TRECHO DO TEXTO:
────────────────────

Comportamento

chr39A internet facilita a grosseriachr39, diz filósofa

21/11/2015
chr39A internet facilita a grosseriachr39, diz filósofa | Jornal da Orla
*por Marco Santana

A filósofa Marcia Tiburi tem se dedicado a tentar ajudar a entender o que se passa na cabeça das pessoas nos dias de hoje, em que o diálogo entre os discordantes é cada vez mais difícil e, o mais preocupante, se percebe com cada vez mais clareza manifestações de intolerância e violência. Nesta entrevista, a autora de “A arte de escrever para idiotas” e “Como conversar com um fascista” fala sobre patrulhamento de opiniões, indignação seletiva e o poder da internet na difusão destas ideias.

 
Após os atos terroristas em Paris, surgiram nas redes sociais críticas a pessoas que se solidarizavam com as vítimas, mas que estariam ignorando outras tragédias, como a em Minas Gerais e no Quênia. Você acredita que existe uma espécie de patrulhamento de manifestações?

────────────────────

DADOS FORNECIDOS:
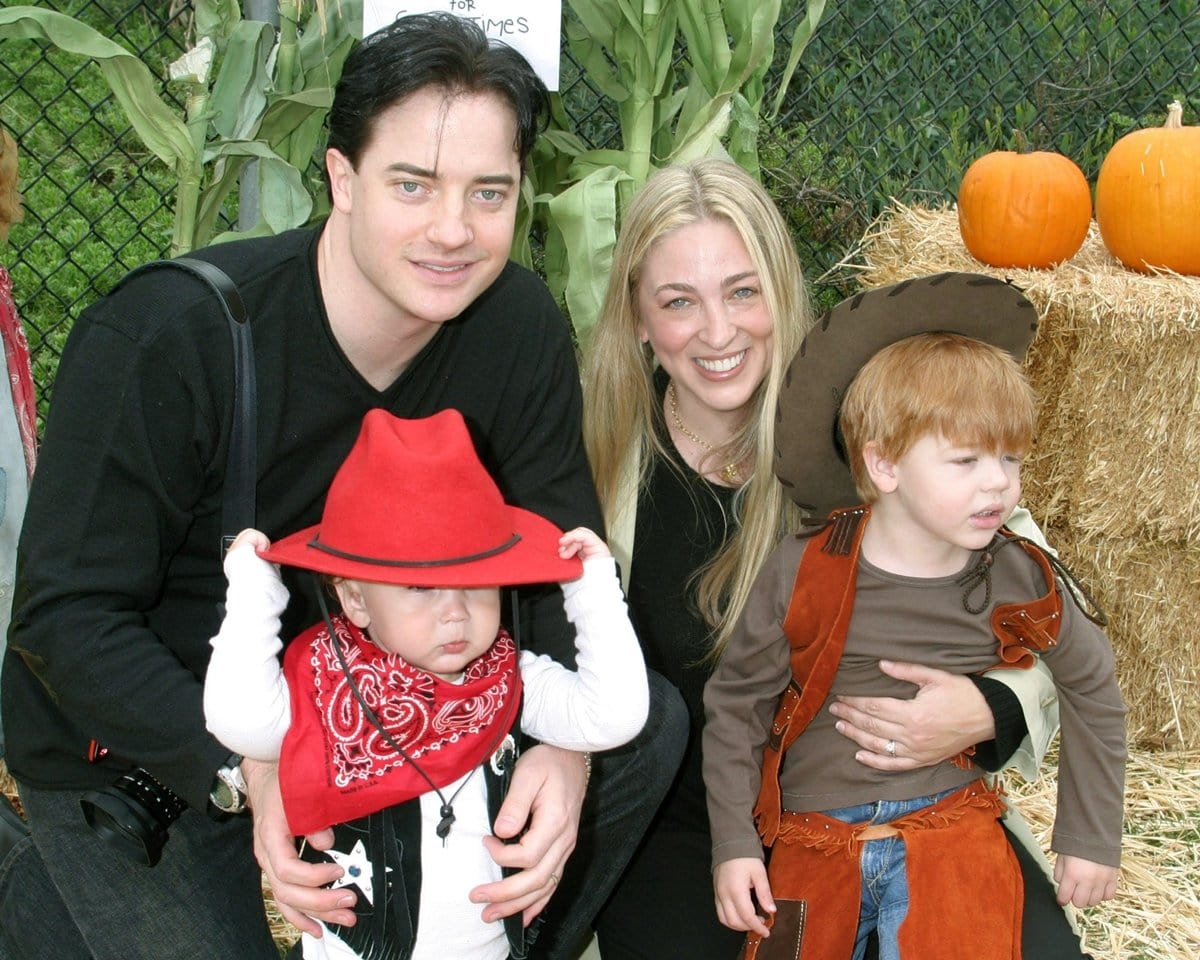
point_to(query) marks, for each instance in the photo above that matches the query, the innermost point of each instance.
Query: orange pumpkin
(1147, 197)
(1024, 209)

────────────────────

QUESTÃO: Segundo o texto, de quais livros a filósofa Marcia Tiburi é autora? Responda com base somente no texto.

RESPOSTA: Marcia Tiburi é autora de “A arte de escrever para idiotas” e “Como conversar com um fascista”.